> _What needs to be done_
Continue the post on doubts about Darwinism from its last sentence.

Friday, 10 October 2014
Darwinism Doesn't Work, Resarchers in Nature Say
Popularisers of evolution have tended to claim that their teory is still robust and that there's no dispute in the scientific community about its credibility.
However, as the ranks of the dissenters are growing, even the pro-evolution journal Nature is beginning to indicate some doubts about orthodox Darwinism:
”Charles Darwin conceived of evolution by natural selection without knowing that genes exist. Now mainstream evolutionary theory has come to focus almost exclusively on genetic inheritance and processes that change gene frequencies.
Yet new data pouring out of adjacent fields are starting to undermine this narrow stance. An alternative vision of evolution is beginning to crystallize, in which the processes by which organisms grow and develop are recognized as causes of evolution.”

> _Stored records_
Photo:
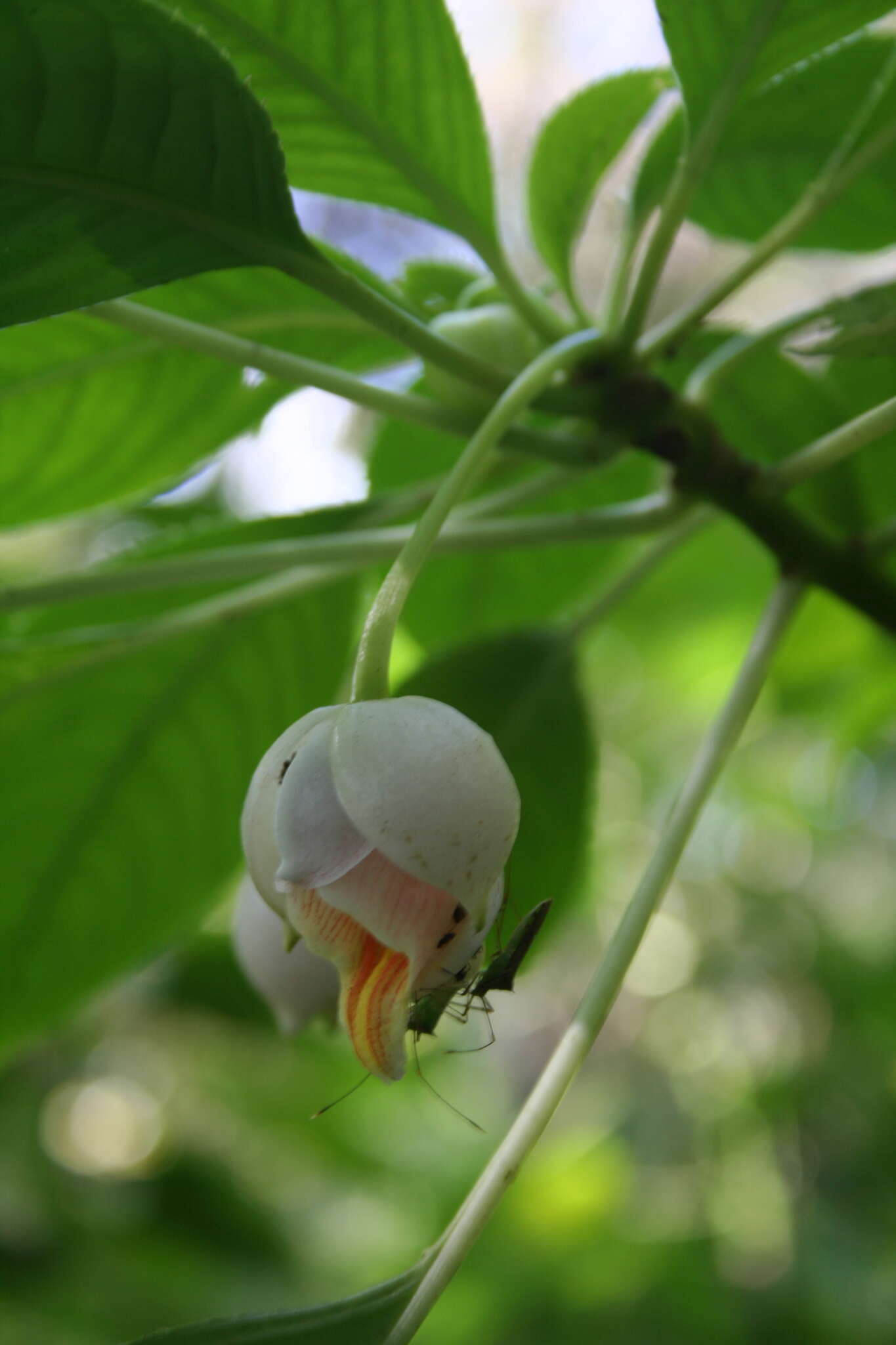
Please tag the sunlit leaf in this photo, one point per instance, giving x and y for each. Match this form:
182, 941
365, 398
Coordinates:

> _Task result_
In addition to the scientists who believe creation or intelligent design is a better interpretation of the data, it seems that mainline scoentists have also began to doubt the power of Darwinian processes:
”Some of us first met to discuss these advances six years ago. In the time since, as members of an interdisciplinary team, we have worked intensively to develop a broader framework, termed the extended evolutionary synthesis (EES), and to flesh out its structure, assumptions and predictions. In essence, this synthesis maintains that important drivers of evolution, ones that cannot be reduced to genes, must be woven into the very fabric of evolutionary theory.
We believe that the EES will shed new light on how evolution works. We hold that organisms are constructed in development, not simply ‘programmed’ to develop by genes. Living things do not evolve to fit into pre-existing environments, but co-construct and coevolve with their environments, in the process changing the structure of ecosystems.”
This, of course, resembles that what creationists have been saying about adaptation.
”The number of biologists calling for change in how evolution is conceptualized is growing rapidly. Strong support comes from allied disciplines, particularly developmental biology, but also genomics, epigenetics, ecology and social science. We contend that evolutionary biology needs revision if it is to benefit fully from these other disciplines. The data supporting our position gets stronger every day.”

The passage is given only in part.